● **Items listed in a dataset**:
--- START ---

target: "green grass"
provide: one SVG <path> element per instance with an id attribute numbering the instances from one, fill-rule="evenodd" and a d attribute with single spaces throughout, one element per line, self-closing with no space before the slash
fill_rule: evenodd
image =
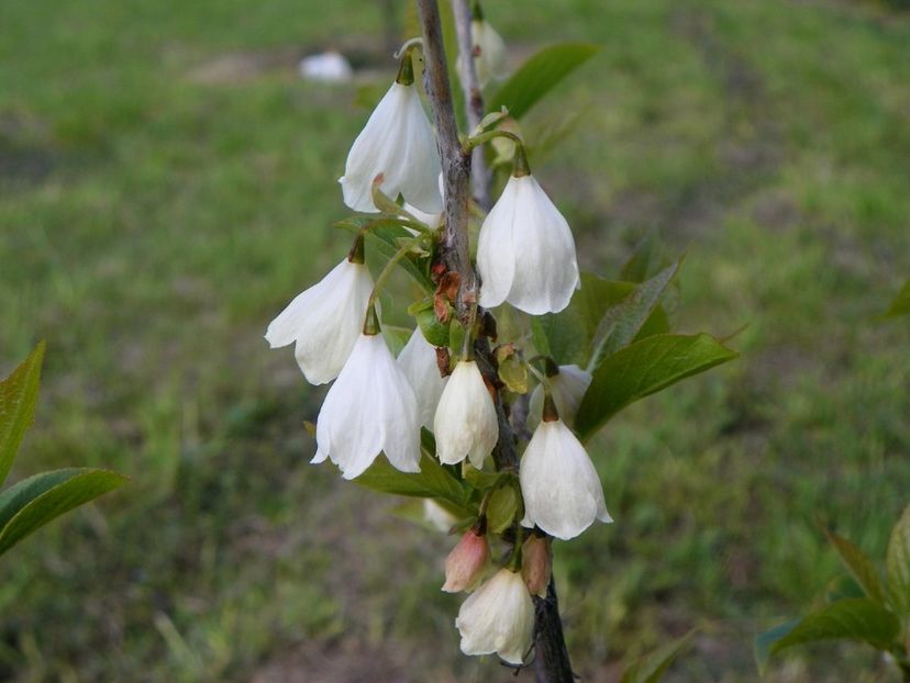
<path id="1" fill-rule="evenodd" d="M 752 637 L 839 573 L 820 524 L 881 557 L 908 503 L 910 331 L 877 315 L 910 272 L 910 20 L 834 0 L 488 4 L 512 44 L 603 45 L 529 123 L 586 112 L 535 166 L 582 265 L 615 273 L 657 227 L 689 250 L 679 327 L 748 324 L 741 360 L 598 438 L 617 524 L 557 545 L 576 667 L 608 680 L 699 626 L 678 680 L 755 680 Z M 346 249 L 329 226 L 367 114 L 287 55 L 391 66 L 378 5 L 0 5 L 0 367 L 48 340 L 14 475 L 133 478 L 0 567 L 3 678 L 510 680 L 458 654 L 451 540 L 307 464 L 324 389 L 262 339 Z M 206 70 L 237 54 L 277 66 Z M 884 671 L 822 647 L 769 680 Z"/>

--- END ---

● **Objective**: Return the listing above in full and without alteration, excluding its pictures.

● **Result for this exercise**:
target: "green grass"
provide: one SVG <path> element per instance with an id attribute numbering the instances from one, fill-rule="evenodd" and a d attribute with single spaces throughout, one element per line, self-closing with no space before the slash
fill_rule: evenodd
image =
<path id="1" fill-rule="evenodd" d="M 752 637 L 839 573 L 820 524 L 881 557 L 908 503 L 910 331 L 877 315 L 910 272 L 910 20 L 834 0 L 488 4 L 512 44 L 603 45 L 529 123 L 586 112 L 535 166 L 582 265 L 615 273 L 657 227 L 689 250 L 679 327 L 748 324 L 741 360 L 598 438 L 617 524 L 557 545 L 576 667 L 608 680 L 699 626 L 678 680 L 755 680 Z M 346 249 L 329 226 L 367 114 L 287 55 L 391 66 L 378 5 L 0 5 L 0 367 L 48 340 L 14 475 L 133 478 L 0 567 L 3 678 L 510 680 L 458 654 L 451 540 L 307 464 L 324 389 L 262 339 Z M 206 70 L 237 54 L 277 66 Z M 884 671 L 822 647 L 769 680 Z"/>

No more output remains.